- _Exercise data_:
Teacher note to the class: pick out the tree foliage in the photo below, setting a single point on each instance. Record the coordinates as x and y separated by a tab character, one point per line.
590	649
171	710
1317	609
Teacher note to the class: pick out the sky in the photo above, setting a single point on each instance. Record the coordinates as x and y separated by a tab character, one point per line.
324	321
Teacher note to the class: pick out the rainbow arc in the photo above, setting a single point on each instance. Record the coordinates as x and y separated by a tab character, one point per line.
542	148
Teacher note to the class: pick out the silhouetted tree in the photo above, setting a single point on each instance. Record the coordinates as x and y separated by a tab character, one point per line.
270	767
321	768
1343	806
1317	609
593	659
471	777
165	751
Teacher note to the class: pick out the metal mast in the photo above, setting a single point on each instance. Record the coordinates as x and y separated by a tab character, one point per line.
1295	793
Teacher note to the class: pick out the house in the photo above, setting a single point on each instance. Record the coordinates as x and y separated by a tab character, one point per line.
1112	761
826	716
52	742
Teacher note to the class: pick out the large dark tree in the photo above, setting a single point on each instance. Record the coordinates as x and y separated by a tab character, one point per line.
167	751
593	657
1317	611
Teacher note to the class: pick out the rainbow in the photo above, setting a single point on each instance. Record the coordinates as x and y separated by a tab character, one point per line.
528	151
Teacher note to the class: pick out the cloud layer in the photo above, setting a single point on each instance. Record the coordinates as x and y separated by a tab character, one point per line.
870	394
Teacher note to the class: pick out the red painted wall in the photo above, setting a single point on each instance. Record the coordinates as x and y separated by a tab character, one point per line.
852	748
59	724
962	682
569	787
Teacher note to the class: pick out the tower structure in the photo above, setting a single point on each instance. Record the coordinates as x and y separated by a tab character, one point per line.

- _Task_: Each entry above needs to be returned exactly as written.

- _Task answer_:
Teacher note to the class: pick out the tree foliage in the photo below, setting a single point on each instance. Record the coordinates as x and y separated by a tab character, one point per line.
590	649
171	710
1317	609
Teacher note to the class: pick out the sky in the photo above, setting a single point on each instance. Record the coordinates as x and y separated by a tab character, one point per line.
324	321
Teacher note to the class: pick out the rainbow arc in the photo above, setting a single point on each instance. Record the coordinates as x and y separated by a tab character, one point per line.
542	148
Teacher note to the class: pick out the silhouetted tree in the photo above, setting a single point on each instance. Record the coordinates as x and y separated by a tab character, one point per line.
270	767
321	768
1343	806
1317	609
593	659
471	777
165	751
Teacher note to the class: pick out the metal mast in the photo above, setting a single point on each instance. Record the coordinates as x and y separated by a tab character, one point per line.
1295	793
Teacher note to the class: pick out the house in the photo above, setting a single point on each instance. Record the coordinates as x and y separated by a tab character, one point per line.
1112	761
826	716
52	742
Teacher note to the class: pick out the large dark tree in the photo above, setting a single point on each instance. Record the coordinates as x and y separated by a tab character, one point per line.
167	751
593	657
1317	611
Teacher note to the class: pick out the rainbow in the photo above, setting a single point on each instance. Record the coordinates as x and y separated by a tab character, one point per line.
528	151
Teacher note to the class: pick out the cloud layer in the photo above, setting a single point on each instance. Record the coordinates as x and y separated by a tab character, one point per line.
870	394
Teacher note to the class: pick out the red painted wall in the photo above, setting a single point on each instance. Record the coordinates as x and y separated by a tab character, one point per line.
852	748
59	724
962	682
569	787
Teacher note to the class: pick out the tower structure in the photo above, setting a single point on each instance. Record the coordinates as x and y separated by a tab character, one point per line.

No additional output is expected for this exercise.